**To do:** Using the listing below, select the lines with the word "metal" and copy them.

**Data for this task:**
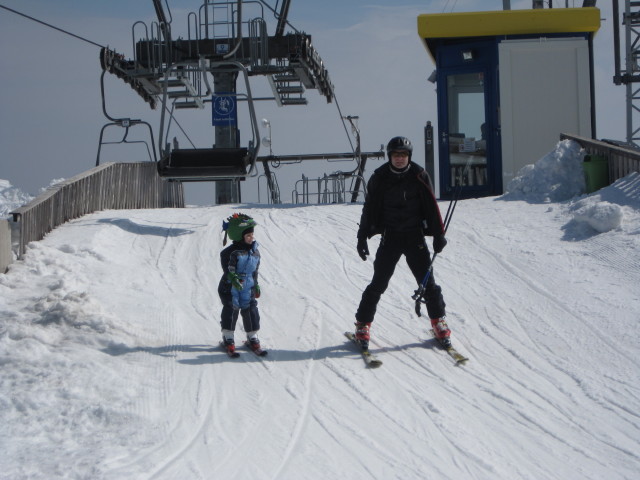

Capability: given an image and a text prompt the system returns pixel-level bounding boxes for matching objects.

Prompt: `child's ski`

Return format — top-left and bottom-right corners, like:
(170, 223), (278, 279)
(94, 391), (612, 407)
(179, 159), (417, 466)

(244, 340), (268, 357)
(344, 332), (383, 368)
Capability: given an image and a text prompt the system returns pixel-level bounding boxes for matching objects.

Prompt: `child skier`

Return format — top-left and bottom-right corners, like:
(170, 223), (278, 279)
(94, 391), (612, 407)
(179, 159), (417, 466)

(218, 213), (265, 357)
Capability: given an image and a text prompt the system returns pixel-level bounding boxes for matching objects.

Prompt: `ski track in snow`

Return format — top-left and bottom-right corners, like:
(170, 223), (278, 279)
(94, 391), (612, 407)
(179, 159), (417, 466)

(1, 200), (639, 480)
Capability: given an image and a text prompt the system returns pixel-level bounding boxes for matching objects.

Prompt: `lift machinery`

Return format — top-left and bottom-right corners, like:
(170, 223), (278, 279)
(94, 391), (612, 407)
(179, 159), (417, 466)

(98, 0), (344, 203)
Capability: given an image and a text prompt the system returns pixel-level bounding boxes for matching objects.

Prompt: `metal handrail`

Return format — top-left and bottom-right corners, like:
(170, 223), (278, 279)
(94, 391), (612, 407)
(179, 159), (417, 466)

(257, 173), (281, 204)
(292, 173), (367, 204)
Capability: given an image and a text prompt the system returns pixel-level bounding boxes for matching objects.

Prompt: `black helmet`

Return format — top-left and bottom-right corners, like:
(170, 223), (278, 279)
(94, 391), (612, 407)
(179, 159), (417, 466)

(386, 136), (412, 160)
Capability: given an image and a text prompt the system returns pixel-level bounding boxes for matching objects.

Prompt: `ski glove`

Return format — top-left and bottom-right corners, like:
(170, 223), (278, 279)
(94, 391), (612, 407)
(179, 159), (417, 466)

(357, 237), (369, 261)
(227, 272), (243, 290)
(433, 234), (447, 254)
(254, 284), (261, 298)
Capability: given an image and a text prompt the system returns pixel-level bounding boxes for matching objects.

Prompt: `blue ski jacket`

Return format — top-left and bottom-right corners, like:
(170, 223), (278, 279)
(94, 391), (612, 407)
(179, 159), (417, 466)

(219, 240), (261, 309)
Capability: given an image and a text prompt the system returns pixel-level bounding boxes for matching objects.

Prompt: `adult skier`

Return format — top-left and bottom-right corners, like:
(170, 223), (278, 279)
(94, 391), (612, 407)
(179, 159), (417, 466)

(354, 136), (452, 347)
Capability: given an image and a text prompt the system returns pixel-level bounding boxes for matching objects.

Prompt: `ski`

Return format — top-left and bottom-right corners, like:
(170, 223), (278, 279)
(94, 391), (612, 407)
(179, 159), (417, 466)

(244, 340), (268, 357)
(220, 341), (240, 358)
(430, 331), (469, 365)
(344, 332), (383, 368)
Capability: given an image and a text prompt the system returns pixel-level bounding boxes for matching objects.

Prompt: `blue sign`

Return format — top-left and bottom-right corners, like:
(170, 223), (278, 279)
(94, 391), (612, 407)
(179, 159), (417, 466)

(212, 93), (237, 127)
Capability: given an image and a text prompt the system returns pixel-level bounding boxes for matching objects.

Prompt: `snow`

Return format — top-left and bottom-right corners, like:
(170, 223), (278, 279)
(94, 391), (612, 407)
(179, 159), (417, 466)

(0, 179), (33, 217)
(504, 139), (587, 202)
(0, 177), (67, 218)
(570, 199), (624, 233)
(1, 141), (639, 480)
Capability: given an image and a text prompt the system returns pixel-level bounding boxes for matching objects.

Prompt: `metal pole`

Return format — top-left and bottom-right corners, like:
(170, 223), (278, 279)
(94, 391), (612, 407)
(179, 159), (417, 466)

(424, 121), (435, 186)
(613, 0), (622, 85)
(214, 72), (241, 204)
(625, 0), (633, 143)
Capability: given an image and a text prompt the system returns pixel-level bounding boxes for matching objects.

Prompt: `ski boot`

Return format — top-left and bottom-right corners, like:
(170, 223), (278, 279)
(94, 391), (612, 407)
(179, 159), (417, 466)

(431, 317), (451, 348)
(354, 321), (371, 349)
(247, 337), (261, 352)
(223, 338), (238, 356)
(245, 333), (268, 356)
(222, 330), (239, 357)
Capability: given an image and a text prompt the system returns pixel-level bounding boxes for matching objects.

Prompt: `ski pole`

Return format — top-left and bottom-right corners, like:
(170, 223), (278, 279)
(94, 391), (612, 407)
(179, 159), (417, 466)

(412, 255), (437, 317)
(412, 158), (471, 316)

**Result below:**
Prompt: `metal handrail`
Prompt: `metal pole`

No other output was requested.